My first oncology appointment and I have come out bouncing…
I have just been told that I have to have chemotherapy.
‘Strange woman’ I hear you think.
They can cure me.
I have chemo, then an op, then chemo.
Then I’m cured.
Ok, it’s not quite that simple, but I have a curative diagnosis.
That’s a start.
I can do this.
If I don’t do this, I will die.
I will do this.
I am ready to lose my hair.
My hair is the subject of much teasing by my friends and family. I have to wash it, and blow dry it every single day, even when I’m going to the hairdresser, where I am going to have it washed and blow dried. She tells me not to bother, but I can’t leave the house unless I have done my hair and make-up. She is 5 minutes by car, but someone may see me while stationary at the traffic lights!
I actually hate my hair. I have thin, dead straight, can do nothing with – hair.
I want long, wavy, Cheryl Cole hair.

Stored data entries
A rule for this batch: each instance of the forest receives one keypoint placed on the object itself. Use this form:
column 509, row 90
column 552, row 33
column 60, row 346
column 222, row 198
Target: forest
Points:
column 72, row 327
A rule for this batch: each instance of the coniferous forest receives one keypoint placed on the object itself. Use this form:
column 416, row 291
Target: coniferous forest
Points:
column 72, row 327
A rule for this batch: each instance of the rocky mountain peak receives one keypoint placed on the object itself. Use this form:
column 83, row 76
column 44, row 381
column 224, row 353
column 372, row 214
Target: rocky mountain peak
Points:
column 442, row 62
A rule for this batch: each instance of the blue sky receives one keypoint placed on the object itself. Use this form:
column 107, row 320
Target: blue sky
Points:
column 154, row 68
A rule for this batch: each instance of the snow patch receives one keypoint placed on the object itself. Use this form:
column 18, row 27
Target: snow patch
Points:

--

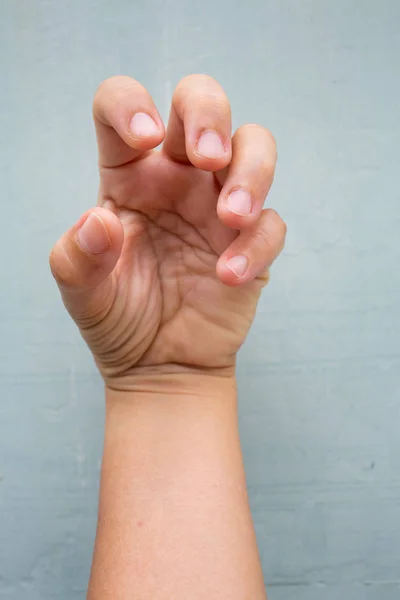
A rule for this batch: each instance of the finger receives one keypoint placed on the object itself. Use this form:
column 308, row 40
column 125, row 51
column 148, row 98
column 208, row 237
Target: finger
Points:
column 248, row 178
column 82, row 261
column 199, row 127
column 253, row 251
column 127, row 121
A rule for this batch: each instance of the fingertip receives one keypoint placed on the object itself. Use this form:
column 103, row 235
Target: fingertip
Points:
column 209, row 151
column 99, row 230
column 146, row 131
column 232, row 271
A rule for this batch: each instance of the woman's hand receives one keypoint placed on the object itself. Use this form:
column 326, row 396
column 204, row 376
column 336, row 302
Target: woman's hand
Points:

==

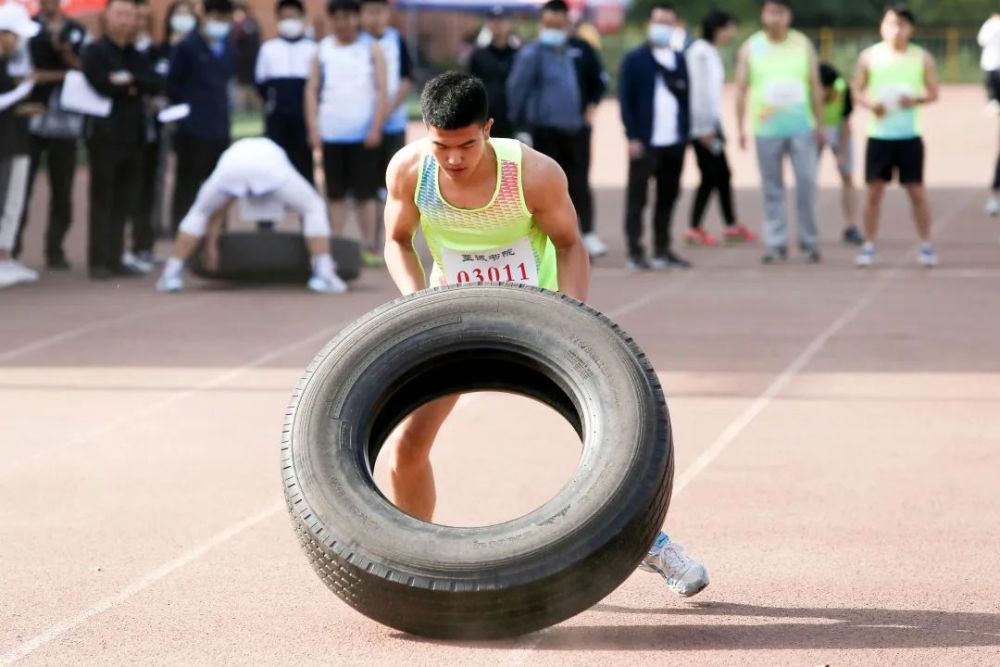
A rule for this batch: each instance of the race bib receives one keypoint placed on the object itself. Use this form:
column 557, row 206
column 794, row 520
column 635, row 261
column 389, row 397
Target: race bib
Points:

• **Prompt A**
Answer these questions using the account of the first oncology appointment:
(i) What sequence of treatment does the writer expect?
(ii) How far away by car is the hairdresser?
(iii) What kind of hair does the writer want?
• **Prompt B**
Pick up the account of the first oncology appointment after its final sentence and continue it.

• **Task output A**
(i) Chemo, then an op, then chemo.
(ii) 5 minutes.
(iii) Long, wavy, Cheryl Cole hair.

• **Task output B**
My sister hates her hair. She has thick curly hair. She straightens hers every day. She hates washing it as it takes so long to dry and it goes frizzy.
Life’s not fair.
She has Mum’s hair.
Dad is bald.
I guess I’m going to take after him.
I can get a Cheryl Cole wig. YES!
I’ll also get a bright purple one, or a pink one. Let’s go bold.
I’ve heard from those who have lost their hair that when it grows back it comes back curly. DOUBLE YES!
I am not going to lose my hair.
Different chemo does different things, and mine only has a 1% chance.
It will however get thinner. Bugger!